YOUR GOAL —
Copy the column on the 41st Ward alderman between "Who is Harry" and "1959 to 1963.", inclusive, replacing "senior advisor" with "chief of staff".

EXCERPT PROVIDED —
+--

August 14, 2013
41ST WARD ALD. O'CONNOR SCOFFS AT "CURSE OF HARRY BELL"

ANALYSIS & OPINION BY RUSS STEWART

Here's a quiz for old timers who reside in the Northwest Side 41st Ward:

Who is Harry Bell? Is there a "Curse of Harry Bell"?

Alderman Mary O'Connor (41st) scoffs at the notion. According to her senior advisor and spokesman Jason Hernandez, O'Connor, the ward's first female alderman, is well positioned to win a second term in 2015. She's not, he insists, going to be a one-termer, as was fellow Democrat Bell, who served from 1959 to 1963.

O'Connor's most formidable 2015 opponents, Maurita Gavin and Rich Gonzalez, who finished second and third in the 2011 election, are out of the picture. Gavin, a top aide to O'Connor's predecessor, Alderman Brian Doherty, now works for 36th Ward Alderman Nick Sposato, and Gonzalez, a Chicago police officer, has moved out of the ward.

Over the past 66 years, the 41st Ward has had just six aldermen -- a remarkably low turnover rate, although three of those six were defeated. Chicago aldermanic elections are nonpartisan, but a professed Republican has represented the ward for 42 of the 66 years dating back to 1947. Only one alderman, Bell, was defeated after one term.

O'Connor was elected as the ward's Democratic committeeman in 2008, defeating Ralph Capparelli. Doherty announced his retirement in 2010, and he ran a losing race for state senator against Democrat John Mulroe, O'Connor's ally. Only key aldermen get the dwindling number of City Hall patronage jobs, and although the 41st Ward is loaded with police officers, firefighters, city workers and plenty of city and county bureaucrats, they are distinctly disinclined to work as Democratic precinct captains. O'Connor's 20-year presence in the ward as a business woman and the former president of the Edison Park Chamber of Commerce, coupled with Mulroe's 2010 operation, made O'Connor the best organized candidate in 2011, with the widest precinct coverage.

Doherty endorsed Gavin, as did state Representative Mike McAuliffe (R-20), the ward's Republican committeeman. That gave her the second best organization.

Gonzalez, a member of the organization of Alderman Dick Mell (33rd), benefited from some 33rd Ward workers dispatched into the ward and tried to appeal to his base of fellow first responders.

 In what was unquestionably an uninspiring 11-candidate field, O'Connor placed first in the municipal election. The ward had 36,785 registered voters, and turnout was 20,109. O'Connor got 6,132 votes (30.5 percent of the total), to 5,030 votes (25.0 percent) for Gavin. Gonzalez got 1,918 votes (9.5 percent), and the others were all under 9 percent. O'Connor placed first in 39 of 57 precincts, and Gavin was first in 17.

+--

COLLECTED DATA —
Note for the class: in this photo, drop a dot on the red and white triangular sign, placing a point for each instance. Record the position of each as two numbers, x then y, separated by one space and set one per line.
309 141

+--

SOLUTION FOR THIS PROBLEM —
Who is Harry Bell? Is there a "Curse of Harry Bell"?

Alderman Mary O'Connor (41st) scoffs at the notion. According to her chief of staff and spokesman Jason Hernandez, O'Connor, the ward's first female alderman, is well positioned to win a second term in 2015. She's not, he insists, going to be a one-termer, as was fellow Democrat Bell, who served from 1959 to 1963.